Objectives:
• 1. From the forum thread on dask-ml imputers, copy everything from "Weight Age Height" down to "of one another.".
• 2. Translate this sentence from the forum thread on dask-ml imputers into Spanish: "I can impute the mean and most frequent value using dask-ml like so, this works fine:"
• 3. Continue the forum thread on running dask-ml imputers in parallel from the point where it stops.

Reading passage:

[Start]

I can impute the mean and most frequent value using dask-ml like so, this works fine:
mean_imputer = impute.SimpleImputer(strategy='mean')
most_frequent_imputer = impute.SimpleImputer(strategy='most_frequent')
data = [[100, 2, 5], [np.nan, np.nan, np.nan], [70, 7, 5]]
df = pd.DataFrame(data, columns = ['Weight', 'Age', 'Height'])
df.iloc[:, [0,1]] = mean_imputer.fit_transform(df.iloc[:,[0,1]])
df.iloc[:, [2]] = most_frequent_imputer.fit_transform(df.iloc[:,[2]])
print(df)
Weight Age Height
0 100.0 2.0 5.0
1 85.0 4.5 5.0
2 70.0 7.0 5.0
But what if I have 100 million rows of data it seems that dask would do two loops when it could have done only one, is it possible to run both imputers simultaneously and/or in parallel instead of sequentially? What would be a sample code to achieve that?
You can used dask.delayed as suggested in docs and Dask Toutorial to parallelise the computation if entities are independent of one another.
Your code would look like:
from dask.distributed import Client
client = Client(n_workers=4)
from dask import delayed
import numpy as np
import pandas as pd
from dask_ml import impute
mean_imputer = impute.SimpleImputer(strategy='mean')
most_frequent_imputer = impute.SimpleImputer(strategy='most_frequent')
def fit_transform_mi(d):
return mean_imputer.fit_transform(d)
def fit_transform_mfi(d):
return most_frequent_imputer.fit_transform(d)
def setdf(a,b,df):
df.iloc[:, [0,1]]=a
df.iloc[:, [2]]=b
return df
data = [[100, 2, 5], [np.nan, np.nan, np.nan], [70, 7, 5]]
df = pd.DataFrame(data, columns = ['Weight', 'Age', 'Height'])

[End]

[Image region outline items]
[Start]

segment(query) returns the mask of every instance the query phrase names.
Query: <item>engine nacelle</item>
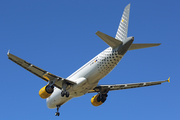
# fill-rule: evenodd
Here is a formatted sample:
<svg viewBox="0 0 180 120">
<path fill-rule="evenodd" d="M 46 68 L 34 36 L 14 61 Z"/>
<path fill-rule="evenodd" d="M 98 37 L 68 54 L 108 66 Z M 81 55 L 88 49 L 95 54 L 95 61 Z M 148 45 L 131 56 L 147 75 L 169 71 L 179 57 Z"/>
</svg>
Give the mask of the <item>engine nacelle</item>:
<svg viewBox="0 0 180 120">
<path fill-rule="evenodd" d="M 54 86 L 46 85 L 39 90 L 39 96 L 43 99 L 48 98 L 54 91 Z"/>
<path fill-rule="evenodd" d="M 106 101 L 106 97 L 107 97 L 107 94 L 104 94 L 104 95 L 102 94 L 101 98 L 100 98 L 100 94 L 97 94 L 91 98 L 91 104 L 93 106 L 100 106 Z"/>
</svg>

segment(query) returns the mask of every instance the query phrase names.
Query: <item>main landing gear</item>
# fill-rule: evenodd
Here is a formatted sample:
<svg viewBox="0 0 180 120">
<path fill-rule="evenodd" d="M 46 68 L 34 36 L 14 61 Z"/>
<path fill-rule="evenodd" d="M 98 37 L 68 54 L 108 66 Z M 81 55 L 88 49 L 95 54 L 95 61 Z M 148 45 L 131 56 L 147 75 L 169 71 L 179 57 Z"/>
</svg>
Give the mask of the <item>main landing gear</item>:
<svg viewBox="0 0 180 120">
<path fill-rule="evenodd" d="M 62 84 L 62 88 L 63 88 L 63 91 L 61 92 L 61 97 L 69 97 L 69 92 L 66 91 L 66 88 L 68 87 L 68 84 L 66 82 L 63 82 Z"/>
<path fill-rule="evenodd" d="M 57 105 L 57 112 L 55 113 L 55 116 L 59 116 L 60 115 L 59 108 L 60 108 L 60 105 Z"/>
<path fill-rule="evenodd" d="M 62 91 L 61 96 L 64 97 L 65 95 L 66 95 L 66 97 L 69 97 L 69 92 L 68 91 Z"/>
</svg>

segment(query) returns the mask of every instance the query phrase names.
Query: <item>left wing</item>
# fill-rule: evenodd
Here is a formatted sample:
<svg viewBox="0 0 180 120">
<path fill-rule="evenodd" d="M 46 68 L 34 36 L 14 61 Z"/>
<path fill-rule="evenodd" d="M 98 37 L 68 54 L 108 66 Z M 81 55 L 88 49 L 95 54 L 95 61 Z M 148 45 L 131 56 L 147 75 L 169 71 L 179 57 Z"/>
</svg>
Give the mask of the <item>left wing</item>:
<svg viewBox="0 0 180 120">
<path fill-rule="evenodd" d="M 116 84 L 116 85 L 99 85 L 99 86 L 96 86 L 93 90 L 90 90 L 88 93 L 94 93 L 94 92 L 107 93 L 112 90 L 123 90 L 123 89 L 130 89 L 130 88 L 146 87 L 146 86 L 152 86 L 152 85 L 159 85 L 164 82 L 170 82 L 170 78 L 168 78 L 168 80 L 155 81 L 155 82 Z"/>
<path fill-rule="evenodd" d="M 51 73 L 49 73 L 48 71 L 45 71 L 11 53 L 7 53 L 8 58 L 10 60 L 12 60 L 13 62 L 15 62 L 16 64 L 20 65 L 21 67 L 23 67 L 24 69 L 28 70 L 29 72 L 33 73 L 34 75 L 42 78 L 43 80 L 45 80 L 46 82 L 53 82 L 54 86 L 62 89 L 62 84 L 63 82 L 66 82 L 66 84 L 68 85 L 73 85 L 76 84 L 73 81 L 67 80 L 65 78 L 53 75 Z"/>
</svg>

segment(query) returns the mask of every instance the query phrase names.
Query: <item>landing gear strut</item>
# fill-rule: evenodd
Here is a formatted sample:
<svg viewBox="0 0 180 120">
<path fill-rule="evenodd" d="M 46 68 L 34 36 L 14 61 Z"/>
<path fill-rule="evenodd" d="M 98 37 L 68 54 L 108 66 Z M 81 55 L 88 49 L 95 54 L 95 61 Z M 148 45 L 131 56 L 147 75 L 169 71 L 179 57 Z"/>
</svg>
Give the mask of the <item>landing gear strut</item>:
<svg viewBox="0 0 180 120">
<path fill-rule="evenodd" d="M 69 92 L 66 91 L 66 87 L 68 87 L 68 84 L 66 82 L 63 82 L 62 83 L 63 91 L 61 92 L 62 97 L 64 97 L 64 95 L 66 95 L 66 97 L 69 97 Z"/>
<path fill-rule="evenodd" d="M 57 105 L 57 112 L 55 113 L 55 116 L 59 116 L 60 115 L 59 108 L 60 108 L 60 105 Z"/>
<path fill-rule="evenodd" d="M 100 95 L 98 96 L 98 98 L 97 98 L 97 101 L 98 102 L 102 102 L 102 103 L 104 103 L 105 101 L 106 101 L 106 98 L 107 98 L 107 94 L 102 94 L 102 93 L 100 93 Z"/>
<path fill-rule="evenodd" d="M 61 96 L 64 97 L 64 95 L 66 95 L 66 97 L 69 97 L 69 92 L 68 91 L 62 91 Z"/>
</svg>

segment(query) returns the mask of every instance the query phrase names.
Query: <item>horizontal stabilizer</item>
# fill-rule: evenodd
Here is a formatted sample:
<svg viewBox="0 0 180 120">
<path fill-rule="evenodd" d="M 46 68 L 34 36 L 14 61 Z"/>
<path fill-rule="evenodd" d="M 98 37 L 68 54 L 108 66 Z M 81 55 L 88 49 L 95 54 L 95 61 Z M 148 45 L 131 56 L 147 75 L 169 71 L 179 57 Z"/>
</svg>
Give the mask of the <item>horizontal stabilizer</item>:
<svg viewBox="0 0 180 120">
<path fill-rule="evenodd" d="M 120 40 L 117 40 L 109 35 L 106 35 L 106 34 L 100 32 L 100 31 L 97 31 L 96 35 L 99 36 L 104 42 L 106 42 L 112 48 L 116 48 L 122 44 L 122 42 Z"/>
<path fill-rule="evenodd" d="M 150 43 L 150 44 L 132 44 L 129 50 L 135 50 L 135 49 L 142 49 L 142 48 L 148 48 L 148 47 L 155 47 L 159 46 L 161 43 Z"/>
</svg>

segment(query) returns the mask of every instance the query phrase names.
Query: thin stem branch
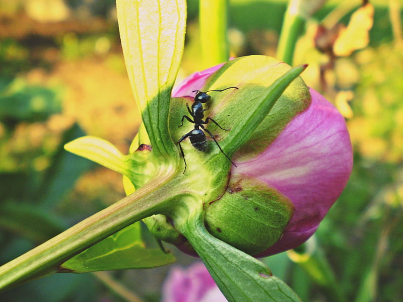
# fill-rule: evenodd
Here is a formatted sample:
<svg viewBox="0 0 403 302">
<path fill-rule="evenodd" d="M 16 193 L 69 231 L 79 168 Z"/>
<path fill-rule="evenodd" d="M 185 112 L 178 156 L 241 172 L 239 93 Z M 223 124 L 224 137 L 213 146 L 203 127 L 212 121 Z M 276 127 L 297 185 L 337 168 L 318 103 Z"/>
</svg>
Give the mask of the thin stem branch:
<svg viewBox="0 0 403 302">
<path fill-rule="evenodd" d="M 208 67 L 228 59 L 227 0 L 200 0 L 199 3 L 202 56 Z"/>
</svg>

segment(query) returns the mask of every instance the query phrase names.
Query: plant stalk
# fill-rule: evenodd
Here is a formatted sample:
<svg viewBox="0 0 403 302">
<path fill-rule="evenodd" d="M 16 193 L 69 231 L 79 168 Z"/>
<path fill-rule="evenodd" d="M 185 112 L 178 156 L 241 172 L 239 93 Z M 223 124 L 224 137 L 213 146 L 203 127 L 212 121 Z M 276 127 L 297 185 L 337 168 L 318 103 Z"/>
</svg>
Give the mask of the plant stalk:
<svg viewBox="0 0 403 302">
<path fill-rule="evenodd" d="M 163 212 L 168 201 L 180 191 L 180 182 L 172 179 L 172 174 L 168 174 L 156 178 L 132 194 L 0 267 L 0 290 L 59 272 L 59 266 L 72 256 L 131 223 Z"/>
</svg>

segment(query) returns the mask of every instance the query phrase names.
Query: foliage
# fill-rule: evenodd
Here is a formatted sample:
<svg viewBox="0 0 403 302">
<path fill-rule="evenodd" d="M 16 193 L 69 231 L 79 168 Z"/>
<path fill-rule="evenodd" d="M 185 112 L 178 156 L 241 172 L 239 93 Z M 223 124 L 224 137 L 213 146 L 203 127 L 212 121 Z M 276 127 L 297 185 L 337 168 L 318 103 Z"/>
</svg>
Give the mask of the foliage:
<svg viewBox="0 0 403 302">
<path fill-rule="evenodd" d="M 80 2 L 70 2 L 71 12 L 77 13 Z M 280 31 L 285 4 L 233 2 L 229 10 L 230 21 L 246 41 L 237 55 L 271 51 L 273 54 L 274 47 L 271 45 Z M 315 17 L 322 19 L 334 8 L 334 3 L 319 11 Z M 370 47 L 346 59 L 359 75 L 359 81 L 351 87 L 355 95 L 351 103 L 354 116 L 348 121 L 355 148 L 354 170 L 316 237 L 317 250 L 321 251 L 320 257 L 324 257 L 333 271 L 338 290 L 344 293 L 348 300 L 357 301 L 403 299 L 400 258 L 403 245 L 398 240 L 403 236 L 398 227 L 403 222 L 403 60 L 401 49 L 393 45 L 387 8 L 383 3 L 375 4 L 379 5 L 375 8 L 377 26 L 370 33 Z M 82 8 L 85 6 L 80 5 Z M 265 13 L 268 10 L 271 10 L 268 16 Z M 251 17 L 244 18 L 248 12 Z M 259 17 L 259 14 L 263 17 Z M 73 21 L 58 23 L 58 28 L 65 27 L 58 34 L 49 33 L 49 29 L 41 30 L 37 22 L 32 23 L 29 18 L 20 19 L 22 24 L 34 24 L 31 28 L 37 31 L 13 32 L 14 36 L 0 42 L 0 101 L 6 96 L 13 97 L 23 104 L 16 111 L 0 105 L 2 263 L 104 207 L 121 194 L 118 176 L 100 170 L 99 177 L 94 170 L 84 174 L 92 168 L 88 162 L 61 151 L 65 142 L 82 135 L 80 127 L 127 150 L 140 122 L 122 67 L 116 25 L 108 17 L 96 19 L 90 16 L 91 21 L 99 22 L 93 22 L 98 24 L 98 28 L 75 29 L 79 26 L 72 27 L 72 24 L 83 23 L 76 17 Z M 347 15 L 345 18 L 348 17 Z M 2 15 L 2 18 L 6 17 Z M 18 19 L 12 14 L 7 18 Z M 198 57 L 195 53 L 198 50 L 194 38 L 197 31 L 192 26 L 195 27 L 190 20 L 184 73 L 199 69 L 197 62 L 190 63 L 190 58 Z M 257 33 L 264 38 L 256 43 L 254 37 Z M 33 39 L 32 35 L 37 38 Z M 230 40 L 235 49 L 235 40 Z M 312 56 L 305 55 L 305 61 L 310 63 Z M 318 55 L 315 59 L 323 58 Z M 343 71 L 335 74 L 339 78 L 345 76 Z M 35 101 L 50 106 L 34 111 L 31 109 L 38 108 L 32 107 Z M 70 192 L 74 183 L 74 191 Z M 155 245 L 148 236 L 147 233 L 143 234 L 150 245 Z M 299 252 L 304 255 L 307 250 L 307 247 Z M 179 256 L 178 259 L 184 263 L 191 261 L 185 256 Z M 301 262 L 298 264 L 302 261 L 299 259 L 291 262 L 280 254 L 264 261 L 303 300 L 337 300 L 333 289 L 318 282 Z M 153 270 L 153 282 L 165 273 Z M 155 278 L 158 274 L 161 274 L 160 278 Z M 146 298 L 158 300 L 156 291 L 159 284 L 148 287 L 150 279 L 144 277 L 147 274 L 140 270 L 115 276 Z M 308 284 L 306 280 L 311 282 Z M 77 290 L 83 284 L 85 294 Z M 88 276 L 64 274 L 28 283 L 18 290 L 0 294 L 0 298 L 18 301 L 32 292 L 32 301 L 88 300 L 90 293 L 94 299 L 121 298 L 107 292 Z"/>
</svg>

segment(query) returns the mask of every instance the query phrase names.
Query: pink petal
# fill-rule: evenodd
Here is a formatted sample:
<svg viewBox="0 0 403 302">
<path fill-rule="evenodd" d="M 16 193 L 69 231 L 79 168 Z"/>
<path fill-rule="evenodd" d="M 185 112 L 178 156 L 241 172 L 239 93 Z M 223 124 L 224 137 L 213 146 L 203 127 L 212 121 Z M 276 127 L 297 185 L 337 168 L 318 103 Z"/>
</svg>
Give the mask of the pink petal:
<svg viewBox="0 0 403 302">
<path fill-rule="evenodd" d="M 202 262 L 186 269 L 174 268 L 164 283 L 163 296 L 163 302 L 202 302 L 208 297 L 227 301 Z"/>
<path fill-rule="evenodd" d="M 259 256 L 293 248 L 307 240 L 350 177 L 353 152 L 344 118 L 318 92 L 310 91 L 310 106 L 261 156 L 233 169 L 232 173 L 256 177 L 277 188 L 295 206 L 283 236 Z"/>
</svg>

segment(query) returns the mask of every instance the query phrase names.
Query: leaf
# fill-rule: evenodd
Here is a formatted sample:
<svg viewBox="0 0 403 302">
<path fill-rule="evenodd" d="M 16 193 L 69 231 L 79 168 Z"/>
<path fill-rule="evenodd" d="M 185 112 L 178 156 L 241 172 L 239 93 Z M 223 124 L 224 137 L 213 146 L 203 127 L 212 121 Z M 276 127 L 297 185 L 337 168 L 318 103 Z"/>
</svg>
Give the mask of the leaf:
<svg viewBox="0 0 403 302">
<path fill-rule="evenodd" d="M 83 130 L 75 123 L 63 134 L 62 141 L 52 159 L 52 165 L 46 170 L 40 187 L 34 196 L 35 201 L 45 210 L 49 210 L 48 208 L 59 202 L 72 190 L 81 174 L 93 166 L 87 160 L 77 158 L 65 152 L 63 147 L 68 141 L 84 134 Z"/>
<path fill-rule="evenodd" d="M 109 141 L 99 137 L 79 137 L 65 144 L 64 149 L 122 174 L 129 168 L 126 157 Z"/>
<path fill-rule="evenodd" d="M 85 273 L 149 268 L 175 261 L 171 254 L 165 254 L 159 248 L 146 248 L 140 231 L 140 222 L 129 225 L 71 258 L 61 268 L 71 272 Z"/>
<path fill-rule="evenodd" d="M 201 215 L 179 227 L 230 302 L 301 302 L 263 263 L 210 235 Z"/>
<path fill-rule="evenodd" d="M 185 1 L 117 0 L 116 8 L 129 80 L 153 152 L 174 154 L 168 117 L 183 50 Z"/>
<path fill-rule="evenodd" d="M 337 56 L 349 56 L 369 42 L 369 30 L 372 28 L 374 7 L 370 3 L 360 8 L 351 16 L 347 28 L 339 33 L 333 51 Z"/>
<path fill-rule="evenodd" d="M 35 242 L 43 242 L 65 227 L 62 221 L 36 206 L 14 202 L 0 206 L 0 229 Z"/>
</svg>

[End]

Answers:
• 1.
Weight Age Height
0 100.0 2.0 5.0
1 85.0 4.5 5.0
2 70.0 7.0 5.0
But what if I have 100 million rows of data it seems that dask would do two loops when it could have done only one, is it possible to run both imputers simultaneously and/or in parallel instead of sequentially? What would be a sample code to achieve that?
You can used dask.delayed as suggested in docs and Dask Toutorial to parallelise the computation if entities are independent of one another.

• 2. Puedo imputar la media y el valor más frecuente usando dask-ml de esta manera; esto funciona bien:

• 3.
a = delayed(fit_transform_mi)(df.iloc[:,[0,1]])
b = delayed(fit_transform_mfi)(df.iloc[:,[2]])
c = delayed(setdf)(a,b,df)
df= c.compute()
print(df)
client.close()
The c object is a lazy Delayed object. This object holds everything we need to compute the final result, including references to all of the functions that are required and their inputs and relationship to one-another.
Dask is useful for speeding computation by parallel processing and when the data does not fit in memory. In the example below, 300M rows of data contained in ten files are imputed using Dask. The graph of the process shows that: 1. The mean and most frequent imputers are run in parallel; 2. All ten files are processed in parallel as well.
Set-up
To prepare a large amount of data, the three rows of data in your question are replicated, to form a data frame with 30M rows. The data frame is saved in ten different files to yield a total of 300M rows with the same stats as in your question.
import numpy as np
import pandas as pd
N = 10000000
weight = np.array([100, np.nan, 70]*N)
age = np.array([2, np.nan, 7]*N)
height = np.array([5, np.nan, 5]*N)
df = pd.DataFrame({'Weight': weight, 'Age': age, 'Height': height})
# Save ten large data frames to disk
for i in range(10):
df.to_parquet(f'./df_to_impute_{i}.parquet', compression='gzip',
index=False)
Dask Imputation
import graphviz
import dask
import dask.dataframe as dd
from dask_ml.impute import SimpleImputer
# Read all files for imputation in a dask data frame from a specific directory
df = dd.read_parquet('./df_to_impute_*.parquet')
# Set up the imputers and columns
mean_imputer = SimpleImputer(strategy='mean')
mostfreq_imputer = SimpleImputer(strategy='most_frequent')
imputers = [mean_imputer, mostfreq_imputer]
mean_cols = ['Weight', 'Age']
freq_cols = ['Height']
columns = [mean_cols, freq_cols]
# Create a new data frame with imputed values, then visualize the computation.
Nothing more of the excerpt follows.